Stated exercise
Return every one of the rows below verbatim, with no alteration of any character.

Data supplied

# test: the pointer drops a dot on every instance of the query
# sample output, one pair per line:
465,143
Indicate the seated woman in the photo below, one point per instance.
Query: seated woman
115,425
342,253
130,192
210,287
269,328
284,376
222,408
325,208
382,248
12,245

Reply
# test: the pointer drops a dot on every instance of the query
# sample output, one pair per line:
465,143
Indicate the seated woman in the photo below, one point per instance.
Query: seated woman
115,425
342,253
130,192
210,287
269,328
284,376
222,408
325,208
382,248
12,245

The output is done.